- Problems to work on -
1. Revise the transformer documentation from "Returns a list" up to and including "information for target.", putting "correlation" in place of "mutual information".
2. Check each statement against the transformer documentation: (a) the LABEL of DropNanColumnsTransformer is 'drop_nan_columns'; (b) DropNanRowsTransformer filters rows based on NAs in every column of the dataframe; (c) DropNanColumnsTransformer has logml.data.base.BaseTransformer as its base. Answer yes or no for each, and quote the words of the text that decide it.

- Document section -
* * * * *

Returns a list of a given dataframe’s columns that would be affected by a transformer.

fit(dataframe: pandas.core.frame.DataFrame, dataset_metadata: Optional[logml.data.metadata.DatasetMetadata] = None, **kwargs)

Save columns with high mutual information for target.

transform(dataframe: pandas.core.frame.DataFrame) pandas.core.frame.DataFrame

Drops columns from a given dataframe.

params: BaseTransformerParams
global_params: Dict
metadata_cfg: ModelingTaskSpec
affected_columns_: List[str]
class logml.data.transformers.filtering.DropNanColumnsTransformer(**kwargs)

Bases: logml.data.base.BaseTransformer

Provides columns filtering based on NA fraction thresholding.

LABEL = 'drop_nan_columns'
CONFIG_CLASS

alias of logml.data.config.FilteringTransformerParams

fit(dataframe: pandas.core.frame.DataFrame, dataset_metadata: Optional[logml.data.metadata.DatasetMetadata] = None, **kwargs)

See parent description

transform(dataframe: pandas.core.frame.DataFrame) pandas.core.frame.DataFrame

Drops columns from a given dataframe.

update_transform_log(change: logml.data.utils.DataTransformLogItem)

See parent

params: BaseTransformerParams
global_params: Dict
metadata_cfg: ModelingTaskSpec
affected_columns_: List[str]
class logml.data.transformers.filtering.DropNanRowsTransformer(params: logml.data.config.BaseTransformerParams, metadata_cfg: logml.configuration.modeling.ModelingTaskSpec = None, cfg: GlobalConfig = None, global_params: Dict = None, logger=None)

Bases: logml.data.base.BaseTransformer

Provides rows filtering based on NAs presence within target columns.

* * * * *

(Items from a dataset)
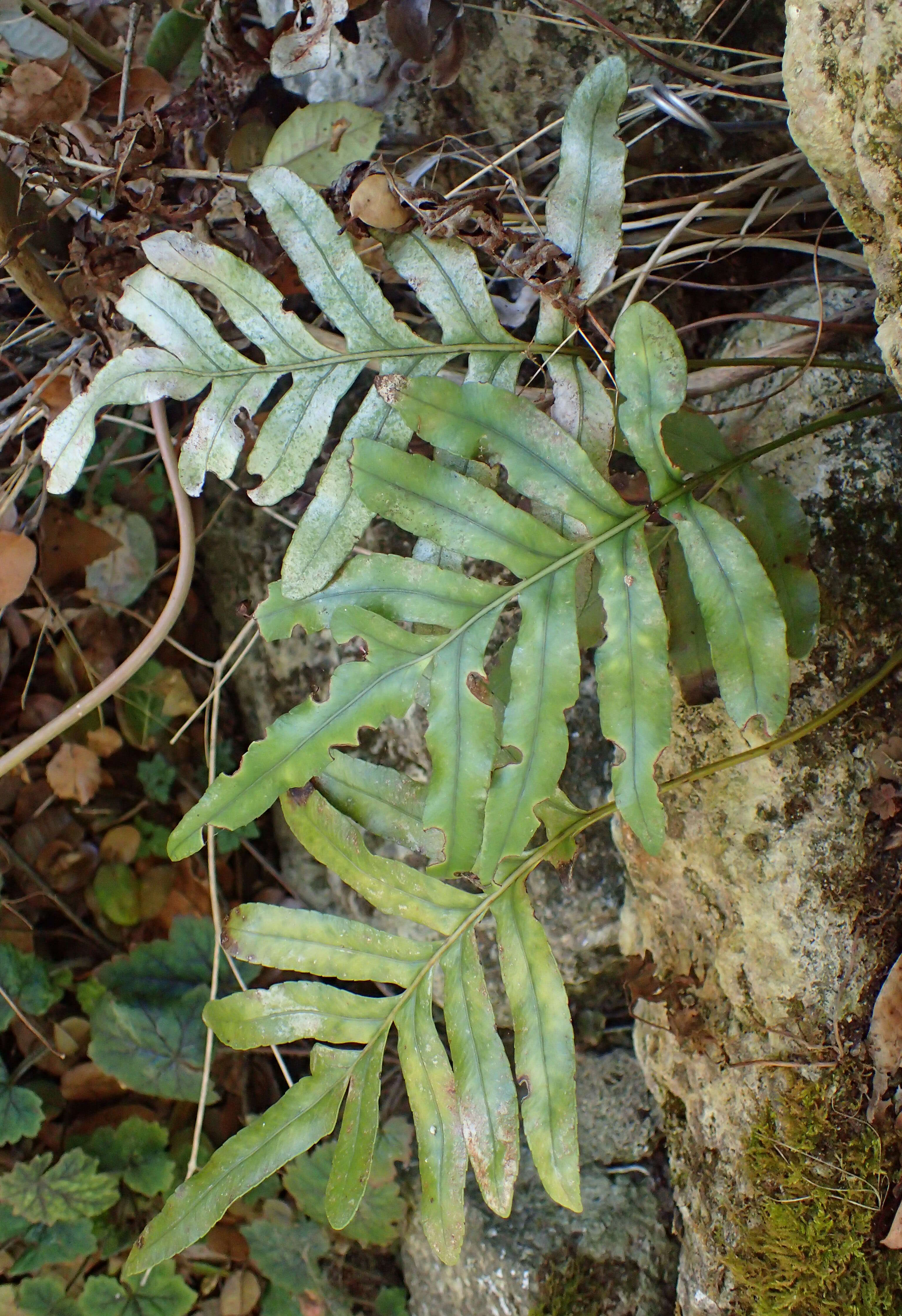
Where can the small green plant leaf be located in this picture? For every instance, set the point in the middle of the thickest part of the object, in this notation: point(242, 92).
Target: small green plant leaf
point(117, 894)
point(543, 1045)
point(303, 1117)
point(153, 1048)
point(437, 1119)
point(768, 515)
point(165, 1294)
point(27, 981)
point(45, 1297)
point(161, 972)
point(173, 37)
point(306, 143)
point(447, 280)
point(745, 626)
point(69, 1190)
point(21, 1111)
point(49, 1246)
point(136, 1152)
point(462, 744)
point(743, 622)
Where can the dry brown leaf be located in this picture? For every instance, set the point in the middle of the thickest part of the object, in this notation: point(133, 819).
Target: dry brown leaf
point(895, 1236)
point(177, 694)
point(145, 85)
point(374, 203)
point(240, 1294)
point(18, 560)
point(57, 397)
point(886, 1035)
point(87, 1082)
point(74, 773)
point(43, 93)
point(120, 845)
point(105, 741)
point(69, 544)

* * * * *

- Solutions to the problems -
1.
Returns a list of a given dataframe’s columns that would be affected by a transformer.

fit(dataframe: pandas.core.frame.DataFrame, dataset_metadata: Optional[logml.data.metadata.DatasetMetadata] = None, **kwargs)

Save columns with high correlation for target.

2.
(a) Yes: "LABEL = 'drop_nan_columns'".
(b) No: "Provides rows filtering based on NAs presence within target columns."
(c) Yes: "Bases: logml.data.base.BaseTransformer".